Reproduce verbatim the lines of the entries below, from the line containing "Category: tree trunk" to the line containing "pixel 96 22", including both of those lines.
>> BEGIN
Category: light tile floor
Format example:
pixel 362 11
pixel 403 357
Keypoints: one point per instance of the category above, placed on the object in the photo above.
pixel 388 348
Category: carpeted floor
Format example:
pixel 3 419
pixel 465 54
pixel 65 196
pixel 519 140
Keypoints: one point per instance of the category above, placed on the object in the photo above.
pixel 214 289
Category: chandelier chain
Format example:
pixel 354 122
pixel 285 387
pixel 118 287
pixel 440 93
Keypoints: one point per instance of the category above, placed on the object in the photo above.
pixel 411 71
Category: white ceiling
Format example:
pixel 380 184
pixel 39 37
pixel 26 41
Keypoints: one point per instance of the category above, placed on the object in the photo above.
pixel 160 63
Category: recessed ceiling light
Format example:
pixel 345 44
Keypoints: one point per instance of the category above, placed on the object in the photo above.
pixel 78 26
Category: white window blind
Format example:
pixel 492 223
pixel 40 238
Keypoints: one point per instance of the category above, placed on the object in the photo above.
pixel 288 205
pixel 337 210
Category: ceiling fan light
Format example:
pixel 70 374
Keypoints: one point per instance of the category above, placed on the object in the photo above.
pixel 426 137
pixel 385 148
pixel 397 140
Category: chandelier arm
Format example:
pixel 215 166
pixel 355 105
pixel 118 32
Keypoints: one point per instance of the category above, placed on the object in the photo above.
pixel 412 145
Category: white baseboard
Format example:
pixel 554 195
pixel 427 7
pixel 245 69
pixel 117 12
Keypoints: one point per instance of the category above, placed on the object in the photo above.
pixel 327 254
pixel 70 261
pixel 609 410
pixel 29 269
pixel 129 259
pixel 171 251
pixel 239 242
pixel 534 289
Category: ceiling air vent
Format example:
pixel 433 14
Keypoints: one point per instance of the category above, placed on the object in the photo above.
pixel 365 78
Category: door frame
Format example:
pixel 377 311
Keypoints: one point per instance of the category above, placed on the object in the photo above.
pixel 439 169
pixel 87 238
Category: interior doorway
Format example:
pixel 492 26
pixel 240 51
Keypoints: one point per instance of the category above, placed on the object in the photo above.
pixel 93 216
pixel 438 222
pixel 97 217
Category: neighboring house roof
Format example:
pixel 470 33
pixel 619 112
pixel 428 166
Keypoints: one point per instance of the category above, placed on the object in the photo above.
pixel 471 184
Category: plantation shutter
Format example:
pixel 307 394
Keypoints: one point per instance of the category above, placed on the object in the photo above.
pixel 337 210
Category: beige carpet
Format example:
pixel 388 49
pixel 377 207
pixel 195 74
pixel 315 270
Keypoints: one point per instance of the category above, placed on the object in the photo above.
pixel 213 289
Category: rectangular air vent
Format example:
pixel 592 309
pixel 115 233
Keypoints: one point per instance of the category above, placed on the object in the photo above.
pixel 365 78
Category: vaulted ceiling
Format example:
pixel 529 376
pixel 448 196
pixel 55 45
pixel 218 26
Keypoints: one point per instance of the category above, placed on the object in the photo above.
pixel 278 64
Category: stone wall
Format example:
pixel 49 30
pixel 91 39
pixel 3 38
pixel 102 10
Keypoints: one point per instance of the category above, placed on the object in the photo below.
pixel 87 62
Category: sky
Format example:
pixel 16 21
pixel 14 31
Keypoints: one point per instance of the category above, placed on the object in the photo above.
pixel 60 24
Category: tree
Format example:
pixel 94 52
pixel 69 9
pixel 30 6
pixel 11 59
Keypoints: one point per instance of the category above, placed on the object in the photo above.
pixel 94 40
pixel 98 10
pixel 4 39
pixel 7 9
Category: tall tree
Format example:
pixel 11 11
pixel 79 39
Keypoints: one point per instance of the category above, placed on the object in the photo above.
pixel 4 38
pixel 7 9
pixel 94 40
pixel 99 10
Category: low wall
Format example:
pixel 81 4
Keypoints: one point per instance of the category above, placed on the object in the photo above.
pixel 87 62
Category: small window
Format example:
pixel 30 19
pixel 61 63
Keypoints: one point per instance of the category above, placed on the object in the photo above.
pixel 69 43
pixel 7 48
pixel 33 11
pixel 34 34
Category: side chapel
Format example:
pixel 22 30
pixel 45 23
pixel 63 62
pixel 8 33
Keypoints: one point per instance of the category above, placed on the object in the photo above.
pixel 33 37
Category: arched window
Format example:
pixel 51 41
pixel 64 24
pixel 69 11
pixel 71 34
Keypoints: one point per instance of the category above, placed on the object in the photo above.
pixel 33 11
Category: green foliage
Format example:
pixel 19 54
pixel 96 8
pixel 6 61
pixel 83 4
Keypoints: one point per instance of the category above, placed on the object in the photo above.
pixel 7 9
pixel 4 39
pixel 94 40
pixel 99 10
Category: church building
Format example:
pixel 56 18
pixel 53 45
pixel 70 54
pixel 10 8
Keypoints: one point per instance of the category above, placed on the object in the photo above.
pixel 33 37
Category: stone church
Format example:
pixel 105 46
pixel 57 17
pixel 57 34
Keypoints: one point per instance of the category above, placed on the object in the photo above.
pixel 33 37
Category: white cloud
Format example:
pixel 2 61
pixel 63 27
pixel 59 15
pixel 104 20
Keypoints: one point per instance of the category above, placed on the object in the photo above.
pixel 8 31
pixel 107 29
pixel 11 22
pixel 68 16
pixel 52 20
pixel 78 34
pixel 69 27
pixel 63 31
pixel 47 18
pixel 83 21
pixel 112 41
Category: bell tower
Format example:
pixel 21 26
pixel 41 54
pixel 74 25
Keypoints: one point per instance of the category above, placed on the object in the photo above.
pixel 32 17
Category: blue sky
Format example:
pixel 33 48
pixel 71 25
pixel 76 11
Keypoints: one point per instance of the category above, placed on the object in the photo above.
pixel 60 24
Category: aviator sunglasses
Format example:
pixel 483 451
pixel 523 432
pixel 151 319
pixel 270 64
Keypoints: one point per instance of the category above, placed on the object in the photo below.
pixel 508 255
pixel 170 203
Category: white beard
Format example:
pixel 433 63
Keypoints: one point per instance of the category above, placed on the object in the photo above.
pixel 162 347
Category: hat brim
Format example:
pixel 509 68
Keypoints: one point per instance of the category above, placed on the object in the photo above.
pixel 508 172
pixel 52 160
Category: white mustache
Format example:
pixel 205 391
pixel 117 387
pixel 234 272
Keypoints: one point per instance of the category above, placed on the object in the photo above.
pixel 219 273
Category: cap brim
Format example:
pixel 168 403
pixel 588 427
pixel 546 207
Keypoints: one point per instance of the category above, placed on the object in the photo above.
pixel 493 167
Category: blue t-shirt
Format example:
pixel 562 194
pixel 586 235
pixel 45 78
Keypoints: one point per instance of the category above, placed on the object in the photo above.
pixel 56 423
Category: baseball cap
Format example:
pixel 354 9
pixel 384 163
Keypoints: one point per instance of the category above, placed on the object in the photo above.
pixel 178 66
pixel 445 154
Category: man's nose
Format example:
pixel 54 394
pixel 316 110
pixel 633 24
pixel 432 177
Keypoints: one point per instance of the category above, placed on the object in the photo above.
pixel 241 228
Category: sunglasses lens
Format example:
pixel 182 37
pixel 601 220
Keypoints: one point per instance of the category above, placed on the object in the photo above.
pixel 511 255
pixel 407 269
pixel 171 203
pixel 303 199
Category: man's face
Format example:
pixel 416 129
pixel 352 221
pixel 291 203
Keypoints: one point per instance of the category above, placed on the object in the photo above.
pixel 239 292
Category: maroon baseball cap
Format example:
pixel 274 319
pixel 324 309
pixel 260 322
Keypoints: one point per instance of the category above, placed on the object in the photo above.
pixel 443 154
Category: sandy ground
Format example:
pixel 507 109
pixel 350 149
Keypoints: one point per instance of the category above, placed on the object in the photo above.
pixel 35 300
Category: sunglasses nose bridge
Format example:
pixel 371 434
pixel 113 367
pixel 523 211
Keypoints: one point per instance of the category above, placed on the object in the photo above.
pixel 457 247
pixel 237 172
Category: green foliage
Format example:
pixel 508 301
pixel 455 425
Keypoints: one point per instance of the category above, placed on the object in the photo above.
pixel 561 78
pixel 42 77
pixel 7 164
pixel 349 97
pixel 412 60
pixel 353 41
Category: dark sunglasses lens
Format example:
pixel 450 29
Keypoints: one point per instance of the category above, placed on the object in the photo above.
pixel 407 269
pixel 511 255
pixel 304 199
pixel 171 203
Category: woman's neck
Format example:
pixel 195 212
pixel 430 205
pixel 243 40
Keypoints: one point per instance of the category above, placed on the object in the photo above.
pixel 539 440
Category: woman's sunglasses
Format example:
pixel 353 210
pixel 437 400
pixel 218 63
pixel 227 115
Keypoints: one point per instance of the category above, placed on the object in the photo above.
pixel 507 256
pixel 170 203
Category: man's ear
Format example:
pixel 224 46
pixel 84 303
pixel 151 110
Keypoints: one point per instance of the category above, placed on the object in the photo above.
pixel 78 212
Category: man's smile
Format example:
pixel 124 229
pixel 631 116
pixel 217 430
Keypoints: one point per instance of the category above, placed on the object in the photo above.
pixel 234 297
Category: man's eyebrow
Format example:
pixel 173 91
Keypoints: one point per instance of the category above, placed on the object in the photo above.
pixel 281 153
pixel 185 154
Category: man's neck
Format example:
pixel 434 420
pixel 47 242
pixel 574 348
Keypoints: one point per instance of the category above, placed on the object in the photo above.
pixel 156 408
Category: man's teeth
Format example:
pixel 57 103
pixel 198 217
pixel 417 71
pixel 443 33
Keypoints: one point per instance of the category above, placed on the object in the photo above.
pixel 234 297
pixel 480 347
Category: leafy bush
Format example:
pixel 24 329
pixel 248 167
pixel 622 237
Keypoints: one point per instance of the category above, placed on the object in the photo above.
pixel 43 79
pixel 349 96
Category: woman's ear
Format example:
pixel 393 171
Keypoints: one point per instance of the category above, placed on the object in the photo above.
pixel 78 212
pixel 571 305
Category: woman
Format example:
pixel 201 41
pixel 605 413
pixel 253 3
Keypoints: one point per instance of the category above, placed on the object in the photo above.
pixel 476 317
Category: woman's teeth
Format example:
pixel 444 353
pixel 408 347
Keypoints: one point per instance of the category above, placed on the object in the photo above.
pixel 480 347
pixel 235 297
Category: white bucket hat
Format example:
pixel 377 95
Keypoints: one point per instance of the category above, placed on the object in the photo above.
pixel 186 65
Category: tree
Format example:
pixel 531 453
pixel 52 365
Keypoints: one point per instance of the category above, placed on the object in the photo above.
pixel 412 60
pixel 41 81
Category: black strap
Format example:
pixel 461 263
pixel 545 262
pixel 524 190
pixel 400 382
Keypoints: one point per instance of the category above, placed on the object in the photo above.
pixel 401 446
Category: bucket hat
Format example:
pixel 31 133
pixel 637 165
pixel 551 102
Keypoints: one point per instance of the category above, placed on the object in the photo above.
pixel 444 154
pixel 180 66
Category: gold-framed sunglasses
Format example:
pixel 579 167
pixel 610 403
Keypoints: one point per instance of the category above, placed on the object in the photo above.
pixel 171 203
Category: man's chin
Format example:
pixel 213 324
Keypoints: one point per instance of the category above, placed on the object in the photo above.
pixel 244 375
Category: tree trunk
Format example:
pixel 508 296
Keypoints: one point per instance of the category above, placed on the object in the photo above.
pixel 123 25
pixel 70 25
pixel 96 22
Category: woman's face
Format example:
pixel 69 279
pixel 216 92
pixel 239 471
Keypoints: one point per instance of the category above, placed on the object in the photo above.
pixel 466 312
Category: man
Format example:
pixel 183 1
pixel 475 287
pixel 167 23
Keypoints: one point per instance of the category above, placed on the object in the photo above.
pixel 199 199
>> END
# [Worked solution]
Category: tree trunk
Format example:
pixel 508 296
Keypoints: one point per instance of the category above, placed on the object in the photo above.
pixel 123 25
pixel 70 25
pixel 96 22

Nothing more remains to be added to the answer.